→ Document extract:
- - -

To jurors, most legal cases are unfamiliar by nature. Cases are about the agreement that jurors weren’t a part of, the product they never used, the employer they never worked for. And, more broadly, the cases often rest on bodies of knowledge and forms of thought that are almost entirely foreign to jurors: the medical standards or the principles of intellectual property law that jurors can be told about, but without any analog in their own experience. How do practical persuaders bridge that gap? By connecting what is new to what is already known, and by finding one or more points of familiarity.
Giving an audience something that feels familiar is one of the central ways to build influence and credibility. By connecting your message to something already known to a jury — familiar content, language, structure, or style — you’re engineering an advantage at a cognitive level. When we retain that information and retrieve it later, those features of familiarity make it seem like something we already know. And when it feels more like our own knowledge, it is egocentrically going to seem more understandable, more credible, and more true. In this post, I am going to look at four ways to emphasize familiarity in a message that might initially seem novel or strange.
At the start of trial, jurors don’t yet have the facts and don’t understand the background knowledge. But what do they know? If you find a point of connection to that content, even if it starts with a bit of oversimplification, then you’re still setting a foundation for better and more trustworthy understanding.
Unfamiliar: Let’s start with the provisions of the contract in Section Two, A….
Familiar: I think it starts with simple principles that any of us would understand and expect if we were making a promise to a good friend of ours…
Ultimately, jurors’ vocabulary may need to expand as they dig into the case. But initially, using words they already understand will lead to less resistance to both the instruction and the persuasion.
Unfamiliar: The prior art in this case proves that the invention isn’t novel, and the patent is invalid.
Familiar: You can’t claim an idea if you’re not the one who came up with it.
The law is, in itself, a framework of ideas and language that is somewhat inaccessible to those who haven’t been trained in it. Because of that, being analytically ‘correct’ is not always the same as being clear. The most familiar structure to most people is a story.
Unfamiliar: The law provides three categories where we need to focus our proof, so let’s talk about each…
Familiar: I want you to understand everything that happened, so let’s start at the beginning…
Combining the language, content, and structure, the overall style should be familiar as well. The root of the word “familiar” is “family.” So, your overall tone and style should reflect the way we talk when we are among those we’re closest to — unguarded and informal. Adapting habits that are conversational rather than stuffy, we tie into our most trusted modes of communication.
Unfamiliar: One could presuppose that the reasons for the party’s breach are found in factors such as a deficit of knowledge, a deficit of time, or a deficit of the resources necessary for performance. The facts, however, do not bear any of these out.
Familiar: You’ve got to ask yourself — why didn’t they follow the contract? Did they not know? Not have enough time? Not have the right tools? No, they had all of those. But they still tossed this contract in the trash.
Communication is a matter of building and maintaining bridges. The best bridge will often be the bridge that your target already knows and uses.

- - -

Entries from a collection
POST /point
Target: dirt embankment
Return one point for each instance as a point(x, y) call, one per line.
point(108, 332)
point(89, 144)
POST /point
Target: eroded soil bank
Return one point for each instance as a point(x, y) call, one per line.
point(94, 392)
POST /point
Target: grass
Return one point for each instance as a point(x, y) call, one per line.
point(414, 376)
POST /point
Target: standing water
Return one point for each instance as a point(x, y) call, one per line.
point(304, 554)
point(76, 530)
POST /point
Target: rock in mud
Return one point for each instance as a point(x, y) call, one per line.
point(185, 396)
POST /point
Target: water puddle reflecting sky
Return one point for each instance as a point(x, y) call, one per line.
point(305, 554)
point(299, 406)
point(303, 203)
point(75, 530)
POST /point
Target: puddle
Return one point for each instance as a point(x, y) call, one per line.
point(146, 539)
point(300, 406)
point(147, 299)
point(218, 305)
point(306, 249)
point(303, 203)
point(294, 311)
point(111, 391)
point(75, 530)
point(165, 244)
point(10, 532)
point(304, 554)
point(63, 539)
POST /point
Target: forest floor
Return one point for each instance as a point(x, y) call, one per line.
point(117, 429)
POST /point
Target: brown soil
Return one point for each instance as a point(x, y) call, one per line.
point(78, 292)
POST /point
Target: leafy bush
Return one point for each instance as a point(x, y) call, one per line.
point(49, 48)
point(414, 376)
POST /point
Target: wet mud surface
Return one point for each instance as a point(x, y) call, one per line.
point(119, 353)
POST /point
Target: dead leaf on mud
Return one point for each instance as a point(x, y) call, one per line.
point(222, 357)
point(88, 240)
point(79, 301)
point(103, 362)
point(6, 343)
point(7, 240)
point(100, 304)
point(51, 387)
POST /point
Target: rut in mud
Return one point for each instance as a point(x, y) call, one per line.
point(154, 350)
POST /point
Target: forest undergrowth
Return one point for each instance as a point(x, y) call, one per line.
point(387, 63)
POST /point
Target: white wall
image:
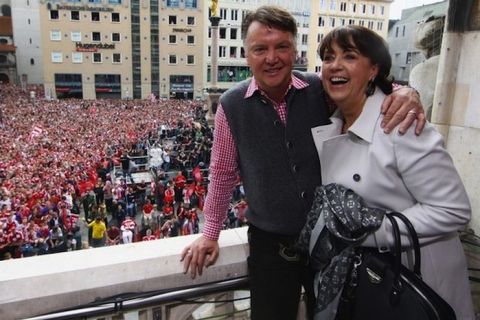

- - -

→ Requirement: List the kinds of familiarity that the passage on persuading jurors names as ways to connect a message to something a jury already knows. The entries above have no connection to the passage on persuading jurors.

→ Result of this task: Content, language, structure, style